• Exercise: Write the records out once more. Leave each line exactly as given.

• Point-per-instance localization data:
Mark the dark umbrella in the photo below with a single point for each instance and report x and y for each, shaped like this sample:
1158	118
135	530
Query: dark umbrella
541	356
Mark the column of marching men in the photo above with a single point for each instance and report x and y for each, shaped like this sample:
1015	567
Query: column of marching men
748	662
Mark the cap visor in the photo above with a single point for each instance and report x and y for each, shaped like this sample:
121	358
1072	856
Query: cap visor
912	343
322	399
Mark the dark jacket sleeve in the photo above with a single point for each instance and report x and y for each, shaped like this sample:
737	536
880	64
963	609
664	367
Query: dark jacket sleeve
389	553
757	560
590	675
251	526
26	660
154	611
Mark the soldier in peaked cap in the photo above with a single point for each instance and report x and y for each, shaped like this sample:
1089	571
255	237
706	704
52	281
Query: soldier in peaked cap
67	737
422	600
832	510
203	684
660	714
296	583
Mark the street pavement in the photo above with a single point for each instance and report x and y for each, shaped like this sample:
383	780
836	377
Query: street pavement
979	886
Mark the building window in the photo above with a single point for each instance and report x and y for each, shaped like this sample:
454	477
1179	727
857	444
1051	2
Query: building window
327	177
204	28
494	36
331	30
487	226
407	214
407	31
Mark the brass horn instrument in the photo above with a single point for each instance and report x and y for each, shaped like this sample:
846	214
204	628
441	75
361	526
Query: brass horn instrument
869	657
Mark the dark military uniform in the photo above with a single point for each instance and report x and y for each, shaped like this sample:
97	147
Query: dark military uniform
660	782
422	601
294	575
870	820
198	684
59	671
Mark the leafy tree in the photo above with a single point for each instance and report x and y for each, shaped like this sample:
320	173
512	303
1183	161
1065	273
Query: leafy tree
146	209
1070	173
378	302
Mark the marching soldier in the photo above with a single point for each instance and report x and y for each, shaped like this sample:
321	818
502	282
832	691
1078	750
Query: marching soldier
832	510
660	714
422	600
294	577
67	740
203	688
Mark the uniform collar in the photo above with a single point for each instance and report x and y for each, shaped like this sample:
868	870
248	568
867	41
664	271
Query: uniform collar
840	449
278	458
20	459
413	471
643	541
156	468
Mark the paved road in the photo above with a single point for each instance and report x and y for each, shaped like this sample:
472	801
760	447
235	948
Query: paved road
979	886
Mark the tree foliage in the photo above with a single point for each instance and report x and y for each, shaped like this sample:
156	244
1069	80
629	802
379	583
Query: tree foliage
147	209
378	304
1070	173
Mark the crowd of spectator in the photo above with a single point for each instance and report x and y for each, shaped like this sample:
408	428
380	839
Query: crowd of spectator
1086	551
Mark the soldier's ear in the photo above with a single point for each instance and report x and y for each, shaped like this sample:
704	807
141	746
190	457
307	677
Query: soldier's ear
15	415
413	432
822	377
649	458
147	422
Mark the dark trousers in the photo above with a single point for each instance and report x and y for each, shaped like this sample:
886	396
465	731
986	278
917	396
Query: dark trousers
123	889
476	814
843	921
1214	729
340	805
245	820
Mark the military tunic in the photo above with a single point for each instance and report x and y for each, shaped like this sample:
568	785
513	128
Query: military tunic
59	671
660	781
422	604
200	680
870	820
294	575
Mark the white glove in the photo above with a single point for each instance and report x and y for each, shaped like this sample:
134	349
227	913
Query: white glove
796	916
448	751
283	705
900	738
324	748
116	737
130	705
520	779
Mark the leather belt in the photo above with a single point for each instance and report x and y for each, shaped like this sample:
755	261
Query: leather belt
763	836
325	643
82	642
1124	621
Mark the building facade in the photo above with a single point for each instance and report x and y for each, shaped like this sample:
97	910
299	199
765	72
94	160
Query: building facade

• The completed task:
Mark the dark umbrella in the photo below with a single point for each instance and report x and y for each, shaped like this sample:
1158	118
135	530
Query: dark umbrella
541	356
Mark the column of marching men in the photo above with a single point for each instance and report x and y for each, shaped like this sample:
1015	567
Query: column of marching men
748	662
Mark the cap visor in the photo above with a single point for each instance and report x and y for each, shaped like this sample:
121	358
1072	856
Query: cap visor
912	343
322	399
Mark the dark jacket sleeve in the photo above with a single point for each instance and report x and y for each, shaped like this sample:
737	536
880	64
963	609
664	367
Query: dark jacket sleeve
389	553
757	560
590	675
251	526
26	660
154	611
Mark the soldier in peaked cap in the photo above with a single point for each instance and report x and y for each, shaped like this sample:
1089	571
255	237
706	704
52	281
Query: soldier in peaked cap
67	737
422	600
832	510
203	684
660	714
296	583
Mark the street pavement in the photo above with a single point for each instance and report x and y for each, shaped like this sample:
383	780
836	377
Query: street pavement
979	886
Mark the building window in the photo above with a single point for each instance and report x and y for each, shaped like this sample:
454	477
1179	727
857	444
1051	2
Query: building window
327	177
204	28
494	36
331	30
487	226
407	214
407	31
Mark the brass horn instrument in the photo above with a single point for each instance and report x and y for each, shaped like this sample:
846	214
204	628
441	75
361	526
Query: brass horn instrument
869	657
Mark the dark military uniform in the photo above with a single point for each instance and report x and y for each, shaped like this sample:
97	147
Query: dark military uniform
660	782
422	601
294	575
870	820
198	684
59	671
Mark the leafy tree in the photo above with a single point for each instance and report x and y for each, shaped like this sample:
320	173
512	303
1183	161
1065	273
Query: leafy tree
146	209
1070	173
378	302
Mark the marching soldier in the photo above with a single point for each instance and report x and y for each, shaped like this sample:
321	818
502	282
832	691
1078	750
Query: marching soldier
832	510
660	714
422	600
294	577
67	740
203	688
Mark the uniform collar in the photo above with a single point for each instance and report x and y for each, shaped like this sample:
868	870
248	568
867	41
664	271
Query: uniform collar
840	449
278	458
20	459
413	471
643	541
156	468
Mark the paved road in the photo above with a single point for each instance and report x and y for each, shaped like this sample:
472	801
760	447
235	948
Query: paved road
979	886
Mark the tree foliage in the photo above with a single point for each instance and report x and y for each, shaped like this sample:
156	244
1069	80
629	802
379	583
Query: tree foliage
147	209
378	304
1070	173
Mark the crowd of spectator in the photo above with a single point for each instance and report x and y for each, shaped like this sample:
408	428
380	839
Query: crowd of spectator
1086	551
Mark the soldier's ear in the photo above with a single point for each instance and report x and y for each, shaped like this sample:
704	807
141	746
190	457
307	677
Query: soldier's ear
15	415
413	432
822	377
649	458
147	422
Mark the dark trousers in the photo above with a single point for each instance and report x and y for each, shaped like this sample:
886	396
465	731
986	278
917	396
Query: dark trousers
123	889
476	814
843	921
1214	729
340	805
245	820
Mark the military tunic in the photo above with a single point for each instance and report x and y for each, shaped like this sample:
568	785
513	128
Query: military tunic
59	671
660	781
422	604
200	680
870	820
294	575
Mark the white glove in the photo above with a single point for each instance and report x and y for each, shaped like this sample:
134	349
227	913
Query: white glove
796	916
448	751
283	705
900	738
324	748
116	737
130	705
520	779
Mark the leather belt in the photo above with a single point for each instance and report x and y for each, shaped like this sample:
755	261
Query: leather belt
763	836
325	643
82	642
1124	621
Mark the building facade in the photo above with a single point for each instance and report x and y for each, shaped like this sample:
97	910
299	199
765	72
94	160
Query: building facade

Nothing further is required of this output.